— EXERCISE OBJECTIVE —
Write out the part of the Notes On A Scandal interview starting with "Blanchett: There's a" and going on through "her own voice.", word for word.

— PAGE EXTRACT —
++++++++

Notes On A Scandal is a story of school staffroom politics, as new teacher Sheba Hart (Cate Blanchett) begins a tentative friendship with veteran Barbara Covett (Dame Judi Dench). Things become complicated when the seemingly happily married Sheba begins an illicit affair with a student at the school (Andrew Simpson), a potentially explosive secret that Barbara uses to turn matters to her advantage.
Adapted from Zoe Heller's best selling novel by playwright Patrick Marber (Closer), the film was directed by National Theatre director Richard Eyre (Iris). So it's hardly surprising that the film garnered awards across the boards.
Blanchett, Eyre and Marber sat down for a chat about the film...
Patrick, you've described adapting Notes On A Scandal as being like an act of "benevolent piracy".
Marber: It was very difficult, I read the book many times and underlined all the things I wanted to use and all the scenes I wanted to keep and ended up using much less than I thought I was going to. You find that after a few drafts the thing takes on a life of its own, and you start to stray from the book. And you find that you end up inventing a lot more than you thought you would.
The tone of it, in the end, is more like an unreliable memoir.
Marber: I think I stayed true to the darkly comic tone of the novel, or at least I hope I did. The thing that seduced me about the book was the truth of it and the comedy of it and the nastiness of it. And I think that's all very much in the film. The first thing that Zoe Heller said to me, when we first met to talk about me adapting her novel, was, "I'm terribly sorry about Sheba". And I said, "What do you mean?" She said, "Well I feel that I spent so much time working on Barbara that I didn't give Sheba enough time and character. So please will you, in the screenplay, do some work on her?" I said I felt Sheba was very alive in the novel, but I know what she means because the novel is from Barbara's point of view. I think I made Sheba a more Bohemian and slightly lonelier figure than she is in the novel. I think in the novel she is scatty and posh and a bit of a flibbertigibbet. Whereas I don't think she's scatty and a flibbertigibbet in the film. You tell me [to Cate], what do you think?
Blanchett: There's a sort of plaintive quality to her in the novel which could be a bit annoying on screen. And also the film is so much more a literal medium, what you see is what you get, and I think it was important to give Sheba her own voice.
What were the challenges for you, Cate? What about the emotional and physical demands of the seduction scenes between you and the 15-year-old boy?
Blanchett: I'm not interested in playing characters who see the world through my prism. I think the journey of understanding any character is to see how they tick and how they differ from you. Probably the hardest thing was to liberate her from my own morality. I was quite shocked at the tone I took, the judgements I had of the relationship that she embarked on. But it's the stuff of great drama.

++++++++

— DATA SHOWN —
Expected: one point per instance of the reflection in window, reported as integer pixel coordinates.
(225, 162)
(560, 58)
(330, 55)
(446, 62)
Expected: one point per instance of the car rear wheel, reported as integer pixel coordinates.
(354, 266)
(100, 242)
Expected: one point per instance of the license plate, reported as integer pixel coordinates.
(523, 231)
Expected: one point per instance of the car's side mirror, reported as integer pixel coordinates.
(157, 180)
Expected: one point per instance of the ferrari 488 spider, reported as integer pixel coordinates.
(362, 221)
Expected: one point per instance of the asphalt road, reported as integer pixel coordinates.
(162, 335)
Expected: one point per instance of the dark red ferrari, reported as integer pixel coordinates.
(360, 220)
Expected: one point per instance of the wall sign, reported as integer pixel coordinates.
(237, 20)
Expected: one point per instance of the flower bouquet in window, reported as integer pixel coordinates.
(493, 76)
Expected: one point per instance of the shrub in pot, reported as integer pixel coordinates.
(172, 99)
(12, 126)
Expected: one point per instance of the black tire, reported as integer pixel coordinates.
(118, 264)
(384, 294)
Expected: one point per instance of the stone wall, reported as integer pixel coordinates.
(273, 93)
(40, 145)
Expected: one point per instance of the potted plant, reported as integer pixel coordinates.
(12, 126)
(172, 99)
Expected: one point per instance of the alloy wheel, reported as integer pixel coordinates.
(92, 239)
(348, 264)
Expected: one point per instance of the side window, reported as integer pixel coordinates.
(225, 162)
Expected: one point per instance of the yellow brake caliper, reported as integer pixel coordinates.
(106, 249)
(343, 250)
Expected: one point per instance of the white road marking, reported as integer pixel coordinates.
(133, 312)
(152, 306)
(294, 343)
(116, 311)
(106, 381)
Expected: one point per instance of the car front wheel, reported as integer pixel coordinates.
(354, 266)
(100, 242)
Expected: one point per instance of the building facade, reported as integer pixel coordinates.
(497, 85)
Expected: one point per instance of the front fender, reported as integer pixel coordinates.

++++++++

— EXPECTED OUTPUT —
Blanchett: There's a sort of plaintive quality to her in the novel which could be a bit annoying on screen. And also the film is so much more a literal medium, what you see is what you get, and I think it was important to give Sheba her own voice.